Your assignment: Return the following from the records below: each line, word for word, starting with the line that contains "pixel 69 218" and going on through the line that contains "Category: rocky cliff face", with nothing outside that range.

☆ ☆ ☆ ☆ ☆ ☆ ☆

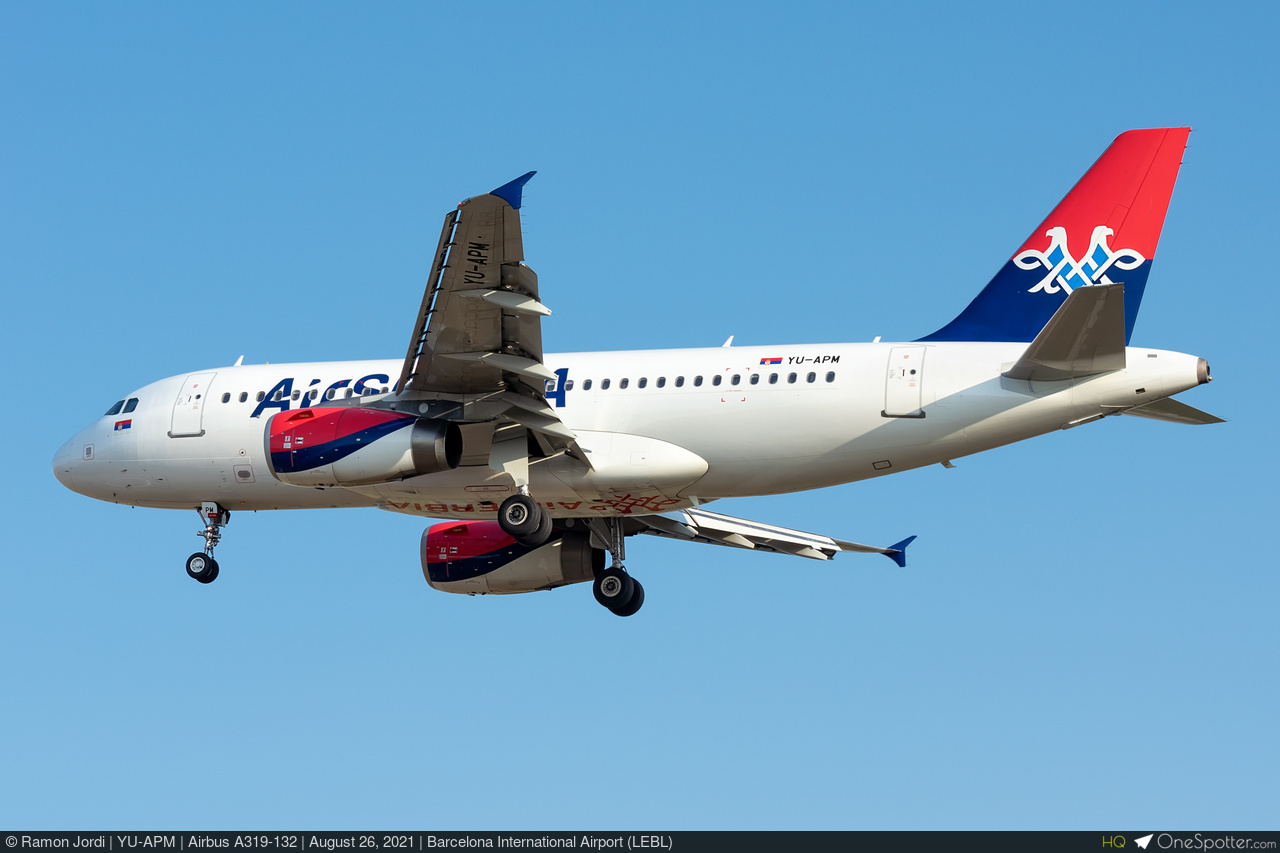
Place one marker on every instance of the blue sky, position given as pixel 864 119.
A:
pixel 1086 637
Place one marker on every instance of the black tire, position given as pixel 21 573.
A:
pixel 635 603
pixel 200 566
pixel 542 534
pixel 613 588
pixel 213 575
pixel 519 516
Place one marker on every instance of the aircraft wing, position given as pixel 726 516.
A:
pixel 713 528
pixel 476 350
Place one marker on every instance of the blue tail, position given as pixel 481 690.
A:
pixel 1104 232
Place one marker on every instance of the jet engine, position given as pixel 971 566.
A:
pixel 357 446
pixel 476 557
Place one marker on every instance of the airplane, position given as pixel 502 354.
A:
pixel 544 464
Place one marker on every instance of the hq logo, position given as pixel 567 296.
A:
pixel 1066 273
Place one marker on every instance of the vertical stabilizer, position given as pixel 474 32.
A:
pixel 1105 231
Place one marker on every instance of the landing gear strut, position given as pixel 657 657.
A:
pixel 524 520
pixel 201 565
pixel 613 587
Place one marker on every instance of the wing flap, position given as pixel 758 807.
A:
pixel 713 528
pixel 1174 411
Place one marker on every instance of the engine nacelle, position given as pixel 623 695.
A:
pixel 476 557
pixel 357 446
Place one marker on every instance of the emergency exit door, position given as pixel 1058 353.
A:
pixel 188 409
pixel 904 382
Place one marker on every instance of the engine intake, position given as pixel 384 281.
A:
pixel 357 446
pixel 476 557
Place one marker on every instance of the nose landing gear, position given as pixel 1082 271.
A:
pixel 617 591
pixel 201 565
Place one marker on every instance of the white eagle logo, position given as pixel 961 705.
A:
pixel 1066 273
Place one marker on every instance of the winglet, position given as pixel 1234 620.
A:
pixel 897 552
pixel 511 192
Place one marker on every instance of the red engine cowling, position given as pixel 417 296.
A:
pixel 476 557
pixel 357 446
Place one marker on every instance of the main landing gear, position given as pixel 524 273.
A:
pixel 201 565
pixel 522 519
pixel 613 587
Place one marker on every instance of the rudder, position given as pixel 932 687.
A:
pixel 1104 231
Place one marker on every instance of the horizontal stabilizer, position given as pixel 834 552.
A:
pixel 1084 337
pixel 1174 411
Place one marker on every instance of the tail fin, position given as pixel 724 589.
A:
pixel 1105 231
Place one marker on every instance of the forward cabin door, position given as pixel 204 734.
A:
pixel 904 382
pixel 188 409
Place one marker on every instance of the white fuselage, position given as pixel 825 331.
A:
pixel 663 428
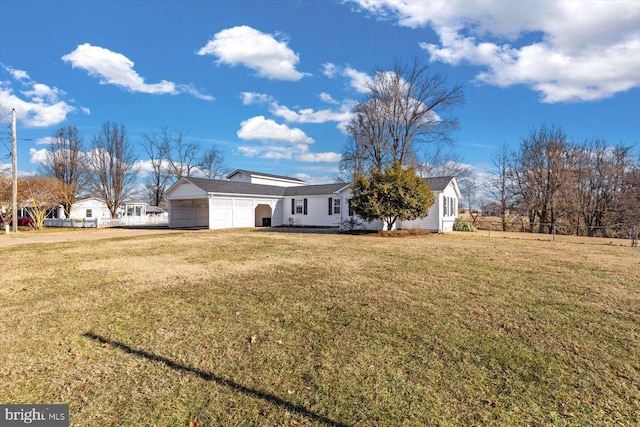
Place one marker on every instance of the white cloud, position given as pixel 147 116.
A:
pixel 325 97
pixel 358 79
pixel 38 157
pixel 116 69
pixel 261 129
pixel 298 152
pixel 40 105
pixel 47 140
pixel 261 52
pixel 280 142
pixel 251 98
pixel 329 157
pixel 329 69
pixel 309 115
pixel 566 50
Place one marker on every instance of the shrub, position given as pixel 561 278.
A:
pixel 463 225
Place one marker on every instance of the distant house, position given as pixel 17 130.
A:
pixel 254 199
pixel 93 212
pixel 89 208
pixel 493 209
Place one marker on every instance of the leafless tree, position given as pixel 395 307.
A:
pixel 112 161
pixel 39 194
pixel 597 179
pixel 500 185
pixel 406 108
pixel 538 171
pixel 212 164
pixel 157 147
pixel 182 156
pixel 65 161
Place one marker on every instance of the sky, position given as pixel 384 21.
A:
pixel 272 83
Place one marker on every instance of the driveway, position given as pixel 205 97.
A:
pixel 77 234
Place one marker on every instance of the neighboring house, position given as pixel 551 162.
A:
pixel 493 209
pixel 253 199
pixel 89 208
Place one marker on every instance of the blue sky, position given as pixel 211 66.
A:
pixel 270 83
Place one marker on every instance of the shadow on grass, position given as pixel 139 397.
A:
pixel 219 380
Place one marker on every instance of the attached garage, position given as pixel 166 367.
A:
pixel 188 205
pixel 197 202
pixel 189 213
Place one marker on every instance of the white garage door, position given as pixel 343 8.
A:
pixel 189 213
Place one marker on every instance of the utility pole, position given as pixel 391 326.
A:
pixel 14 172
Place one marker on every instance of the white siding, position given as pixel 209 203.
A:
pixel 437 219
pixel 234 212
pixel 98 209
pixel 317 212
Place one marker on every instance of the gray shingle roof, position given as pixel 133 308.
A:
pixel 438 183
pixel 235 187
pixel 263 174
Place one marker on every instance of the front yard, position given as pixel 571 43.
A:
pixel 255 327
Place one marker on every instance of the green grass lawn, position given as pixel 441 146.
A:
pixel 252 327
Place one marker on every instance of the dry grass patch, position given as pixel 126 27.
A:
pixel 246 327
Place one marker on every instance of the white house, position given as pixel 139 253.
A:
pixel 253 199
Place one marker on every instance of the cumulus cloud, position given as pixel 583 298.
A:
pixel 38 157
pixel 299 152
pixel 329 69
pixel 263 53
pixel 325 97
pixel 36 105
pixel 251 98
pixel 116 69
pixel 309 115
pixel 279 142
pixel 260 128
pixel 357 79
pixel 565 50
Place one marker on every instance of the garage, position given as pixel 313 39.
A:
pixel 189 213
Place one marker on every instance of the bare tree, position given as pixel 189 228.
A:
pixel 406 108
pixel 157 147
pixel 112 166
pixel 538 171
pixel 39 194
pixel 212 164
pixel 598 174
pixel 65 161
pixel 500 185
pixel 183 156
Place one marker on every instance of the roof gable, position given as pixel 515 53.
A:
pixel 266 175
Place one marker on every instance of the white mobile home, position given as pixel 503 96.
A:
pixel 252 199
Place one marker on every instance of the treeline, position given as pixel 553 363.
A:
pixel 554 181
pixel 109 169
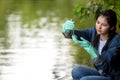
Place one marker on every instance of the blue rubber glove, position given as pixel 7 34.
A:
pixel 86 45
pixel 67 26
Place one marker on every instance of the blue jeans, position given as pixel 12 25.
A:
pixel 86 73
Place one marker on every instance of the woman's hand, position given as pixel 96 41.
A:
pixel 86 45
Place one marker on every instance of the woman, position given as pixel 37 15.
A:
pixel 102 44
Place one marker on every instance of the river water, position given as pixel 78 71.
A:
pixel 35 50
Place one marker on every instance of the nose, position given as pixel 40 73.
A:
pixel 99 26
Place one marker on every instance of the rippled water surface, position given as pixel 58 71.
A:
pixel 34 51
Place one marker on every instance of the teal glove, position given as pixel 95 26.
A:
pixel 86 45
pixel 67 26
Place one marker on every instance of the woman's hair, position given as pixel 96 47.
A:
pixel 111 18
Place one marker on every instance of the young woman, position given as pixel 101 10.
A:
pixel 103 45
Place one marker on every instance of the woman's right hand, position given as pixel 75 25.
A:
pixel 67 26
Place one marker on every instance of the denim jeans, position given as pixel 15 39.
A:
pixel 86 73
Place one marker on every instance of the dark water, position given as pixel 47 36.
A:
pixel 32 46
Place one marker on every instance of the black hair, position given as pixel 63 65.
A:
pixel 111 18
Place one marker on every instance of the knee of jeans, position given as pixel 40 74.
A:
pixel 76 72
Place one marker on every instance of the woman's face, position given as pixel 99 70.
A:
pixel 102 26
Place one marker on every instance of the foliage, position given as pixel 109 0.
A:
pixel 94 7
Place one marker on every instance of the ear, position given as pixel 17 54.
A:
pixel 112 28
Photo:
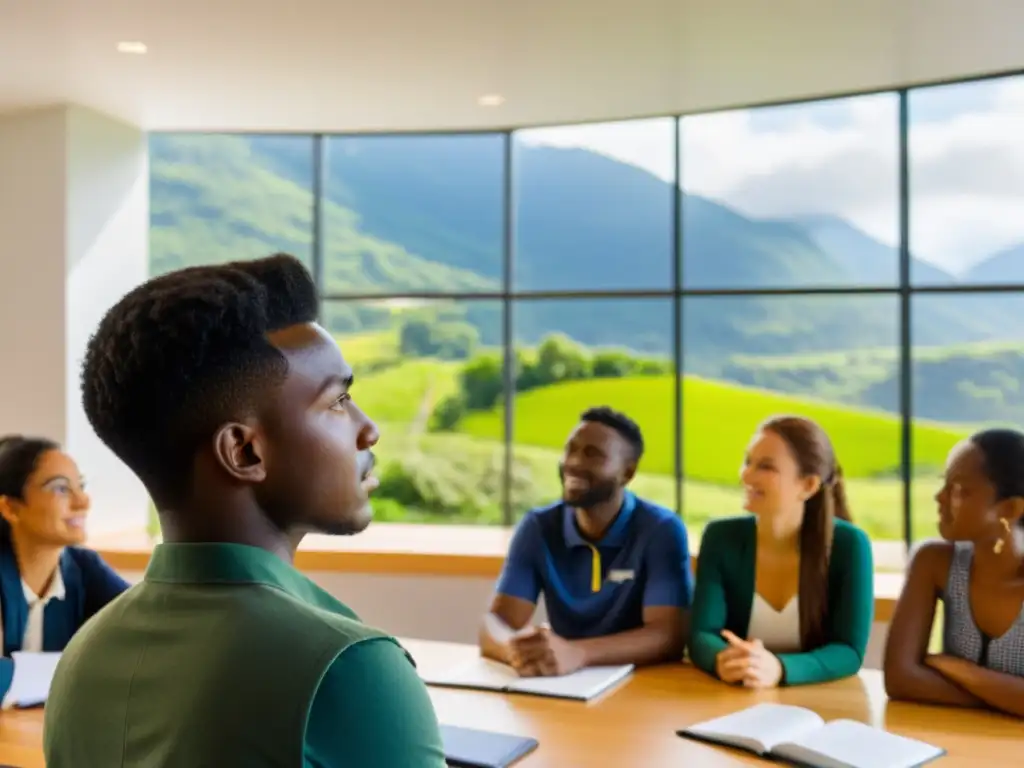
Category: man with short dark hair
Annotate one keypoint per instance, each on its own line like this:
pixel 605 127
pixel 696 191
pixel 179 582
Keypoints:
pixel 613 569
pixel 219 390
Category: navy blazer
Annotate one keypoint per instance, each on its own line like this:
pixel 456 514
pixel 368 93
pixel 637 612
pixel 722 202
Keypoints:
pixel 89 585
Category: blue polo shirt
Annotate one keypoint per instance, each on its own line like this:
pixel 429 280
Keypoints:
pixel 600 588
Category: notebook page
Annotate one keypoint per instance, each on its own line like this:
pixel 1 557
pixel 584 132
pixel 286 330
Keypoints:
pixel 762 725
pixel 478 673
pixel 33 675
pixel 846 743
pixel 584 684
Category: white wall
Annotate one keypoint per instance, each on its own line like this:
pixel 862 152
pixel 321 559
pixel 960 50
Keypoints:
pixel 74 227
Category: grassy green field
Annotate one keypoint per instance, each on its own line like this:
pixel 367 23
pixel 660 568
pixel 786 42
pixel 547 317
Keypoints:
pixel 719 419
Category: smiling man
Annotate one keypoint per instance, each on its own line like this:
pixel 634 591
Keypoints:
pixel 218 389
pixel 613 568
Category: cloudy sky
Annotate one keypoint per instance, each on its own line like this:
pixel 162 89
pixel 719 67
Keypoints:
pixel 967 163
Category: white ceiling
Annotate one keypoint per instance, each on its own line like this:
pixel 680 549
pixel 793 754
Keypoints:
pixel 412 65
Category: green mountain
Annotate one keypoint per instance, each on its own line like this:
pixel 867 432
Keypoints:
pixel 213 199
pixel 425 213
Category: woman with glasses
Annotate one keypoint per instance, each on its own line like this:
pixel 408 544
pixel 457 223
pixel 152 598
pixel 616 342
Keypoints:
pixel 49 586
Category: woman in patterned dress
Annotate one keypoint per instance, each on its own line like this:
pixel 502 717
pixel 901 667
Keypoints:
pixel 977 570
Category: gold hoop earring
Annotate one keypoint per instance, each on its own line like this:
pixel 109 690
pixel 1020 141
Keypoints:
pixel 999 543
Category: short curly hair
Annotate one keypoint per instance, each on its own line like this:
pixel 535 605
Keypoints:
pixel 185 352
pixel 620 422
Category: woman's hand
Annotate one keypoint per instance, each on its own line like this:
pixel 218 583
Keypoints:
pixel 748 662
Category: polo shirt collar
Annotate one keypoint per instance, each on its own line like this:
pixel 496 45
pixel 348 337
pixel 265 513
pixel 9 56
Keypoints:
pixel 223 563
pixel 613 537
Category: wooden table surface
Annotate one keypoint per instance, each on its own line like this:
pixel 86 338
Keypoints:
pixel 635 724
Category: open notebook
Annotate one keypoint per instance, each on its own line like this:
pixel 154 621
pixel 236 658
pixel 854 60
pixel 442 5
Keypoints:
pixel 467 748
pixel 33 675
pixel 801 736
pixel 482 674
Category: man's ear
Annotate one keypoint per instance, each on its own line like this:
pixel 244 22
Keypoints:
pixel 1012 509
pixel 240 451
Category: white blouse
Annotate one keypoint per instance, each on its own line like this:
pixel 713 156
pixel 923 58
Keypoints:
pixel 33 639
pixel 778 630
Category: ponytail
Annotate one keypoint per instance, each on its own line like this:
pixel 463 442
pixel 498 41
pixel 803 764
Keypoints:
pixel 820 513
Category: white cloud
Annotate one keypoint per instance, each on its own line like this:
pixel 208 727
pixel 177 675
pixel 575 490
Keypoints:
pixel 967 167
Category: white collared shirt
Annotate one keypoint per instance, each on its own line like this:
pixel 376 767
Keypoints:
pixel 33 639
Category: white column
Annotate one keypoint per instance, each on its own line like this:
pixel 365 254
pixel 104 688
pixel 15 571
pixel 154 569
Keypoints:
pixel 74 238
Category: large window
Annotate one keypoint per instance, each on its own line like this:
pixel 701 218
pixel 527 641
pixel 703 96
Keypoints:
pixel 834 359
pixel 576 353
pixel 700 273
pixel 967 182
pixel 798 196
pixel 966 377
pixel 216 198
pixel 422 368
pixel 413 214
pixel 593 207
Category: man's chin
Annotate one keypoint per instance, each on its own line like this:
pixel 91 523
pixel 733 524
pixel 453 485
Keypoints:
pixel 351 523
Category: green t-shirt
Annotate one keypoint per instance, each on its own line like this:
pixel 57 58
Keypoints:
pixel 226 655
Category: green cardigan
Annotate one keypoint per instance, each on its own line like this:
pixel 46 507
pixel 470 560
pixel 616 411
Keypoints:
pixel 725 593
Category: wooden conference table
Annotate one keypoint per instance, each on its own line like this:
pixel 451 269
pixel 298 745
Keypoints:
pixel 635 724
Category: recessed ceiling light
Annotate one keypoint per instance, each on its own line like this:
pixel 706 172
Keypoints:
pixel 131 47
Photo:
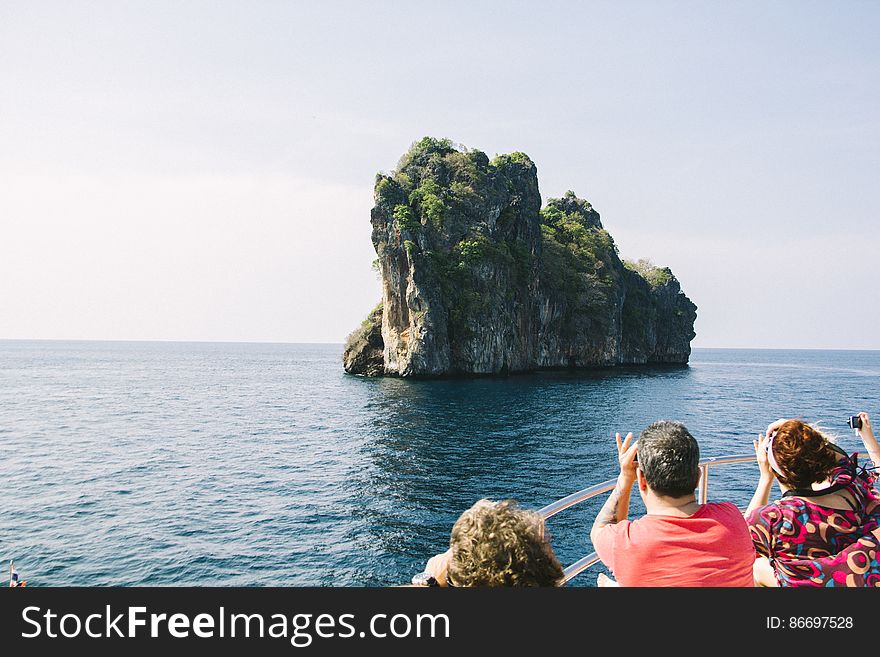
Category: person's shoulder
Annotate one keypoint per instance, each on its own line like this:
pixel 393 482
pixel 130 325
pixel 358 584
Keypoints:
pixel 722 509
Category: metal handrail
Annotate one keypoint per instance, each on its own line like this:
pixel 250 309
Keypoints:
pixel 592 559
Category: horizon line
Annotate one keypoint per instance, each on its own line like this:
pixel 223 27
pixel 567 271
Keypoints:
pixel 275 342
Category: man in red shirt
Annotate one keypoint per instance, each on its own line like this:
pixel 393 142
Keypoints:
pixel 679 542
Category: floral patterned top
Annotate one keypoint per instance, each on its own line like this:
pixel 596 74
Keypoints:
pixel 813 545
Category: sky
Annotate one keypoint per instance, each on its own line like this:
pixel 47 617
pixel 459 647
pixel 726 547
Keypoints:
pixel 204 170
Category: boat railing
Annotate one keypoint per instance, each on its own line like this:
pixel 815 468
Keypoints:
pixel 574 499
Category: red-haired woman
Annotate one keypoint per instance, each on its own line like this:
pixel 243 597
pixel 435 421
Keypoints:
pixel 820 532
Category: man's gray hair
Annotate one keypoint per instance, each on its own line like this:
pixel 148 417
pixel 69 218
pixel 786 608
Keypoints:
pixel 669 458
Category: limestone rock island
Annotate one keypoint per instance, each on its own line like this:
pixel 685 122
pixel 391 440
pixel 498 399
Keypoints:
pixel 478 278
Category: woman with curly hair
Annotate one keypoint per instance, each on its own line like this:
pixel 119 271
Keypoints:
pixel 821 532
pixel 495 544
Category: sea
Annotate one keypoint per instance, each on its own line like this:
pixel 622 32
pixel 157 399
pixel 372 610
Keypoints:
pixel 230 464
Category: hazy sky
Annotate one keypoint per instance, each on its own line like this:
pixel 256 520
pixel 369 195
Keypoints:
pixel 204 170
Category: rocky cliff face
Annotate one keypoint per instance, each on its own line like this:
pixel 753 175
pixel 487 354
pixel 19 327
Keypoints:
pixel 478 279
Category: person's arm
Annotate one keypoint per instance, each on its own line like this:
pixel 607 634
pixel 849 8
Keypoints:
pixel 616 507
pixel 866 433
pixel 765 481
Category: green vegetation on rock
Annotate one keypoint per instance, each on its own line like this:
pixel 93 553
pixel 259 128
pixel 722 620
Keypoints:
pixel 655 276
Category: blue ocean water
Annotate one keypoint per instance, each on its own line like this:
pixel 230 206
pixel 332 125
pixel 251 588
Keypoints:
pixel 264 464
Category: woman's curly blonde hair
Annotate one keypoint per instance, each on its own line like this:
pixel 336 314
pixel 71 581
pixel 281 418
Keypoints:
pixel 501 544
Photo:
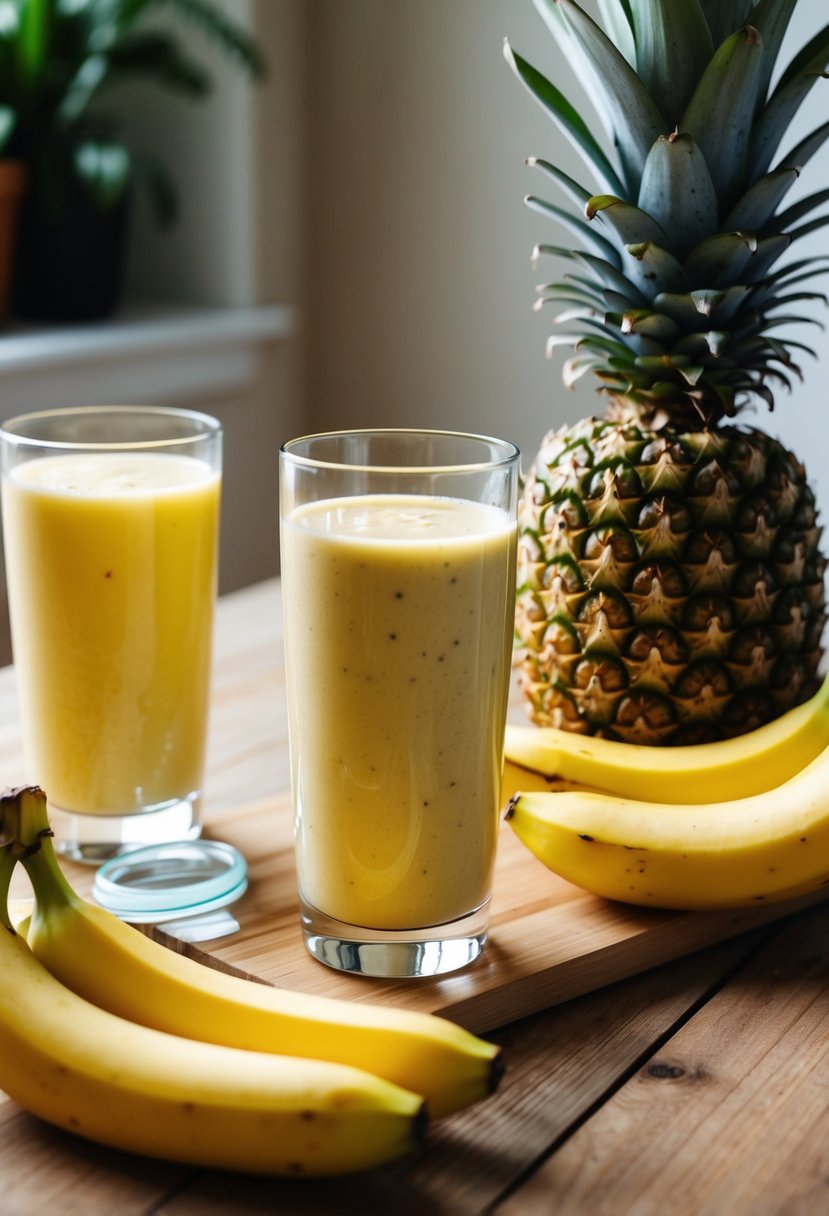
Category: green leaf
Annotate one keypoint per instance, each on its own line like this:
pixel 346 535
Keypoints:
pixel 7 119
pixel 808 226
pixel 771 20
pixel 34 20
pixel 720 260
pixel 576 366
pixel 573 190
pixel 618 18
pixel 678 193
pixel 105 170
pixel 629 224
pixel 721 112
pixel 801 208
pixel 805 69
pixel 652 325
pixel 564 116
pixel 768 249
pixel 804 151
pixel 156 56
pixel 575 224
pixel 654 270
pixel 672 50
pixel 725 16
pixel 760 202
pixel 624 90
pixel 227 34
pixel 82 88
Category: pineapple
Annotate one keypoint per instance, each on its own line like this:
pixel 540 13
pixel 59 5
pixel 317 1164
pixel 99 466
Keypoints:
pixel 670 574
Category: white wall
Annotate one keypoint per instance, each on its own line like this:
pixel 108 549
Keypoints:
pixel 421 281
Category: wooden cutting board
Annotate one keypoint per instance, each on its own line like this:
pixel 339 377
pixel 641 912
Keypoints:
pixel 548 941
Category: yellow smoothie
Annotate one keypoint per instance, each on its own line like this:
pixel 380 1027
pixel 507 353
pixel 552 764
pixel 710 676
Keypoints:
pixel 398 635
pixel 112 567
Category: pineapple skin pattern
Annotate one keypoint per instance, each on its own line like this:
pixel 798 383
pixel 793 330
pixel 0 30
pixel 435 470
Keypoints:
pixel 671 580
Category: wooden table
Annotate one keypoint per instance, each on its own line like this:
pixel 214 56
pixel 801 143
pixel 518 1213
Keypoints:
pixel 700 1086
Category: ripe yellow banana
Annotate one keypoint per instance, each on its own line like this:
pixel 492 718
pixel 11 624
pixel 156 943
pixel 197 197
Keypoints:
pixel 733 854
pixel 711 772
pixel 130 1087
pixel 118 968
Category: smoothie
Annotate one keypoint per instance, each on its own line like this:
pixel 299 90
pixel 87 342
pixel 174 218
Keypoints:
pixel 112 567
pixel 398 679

☆ ☆ ☆ ☆ ☆ ☆ ☆

Output of the exercise:
pixel 69 218
pixel 786 608
Keypoints:
pixel 669 458
Category: limestone rock island
Annotate one keypoint per instance, each on its own line like this:
pixel 685 122
pixel 391 440
pixel 498 399
Keypoints:
pixel 478 278
Category: woman with curly hair
Annotate one keypoint per instance, each on its own line like this:
pixel 119 271
Keypoints:
pixel 821 532
pixel 495 544
Category: sea
Annotate one keypoint per instance, each on its own line like this:
pixel 622 32
pixel 157 399
pixel 372 610
Keypoints:
pixel 230 464
Category: hazy sky
Annotate one keypoint per instance, each on its own line like this:
pixel 256 520
pixel 369 195
Keypoints:
pixel 204 170
Category: rocky cliff face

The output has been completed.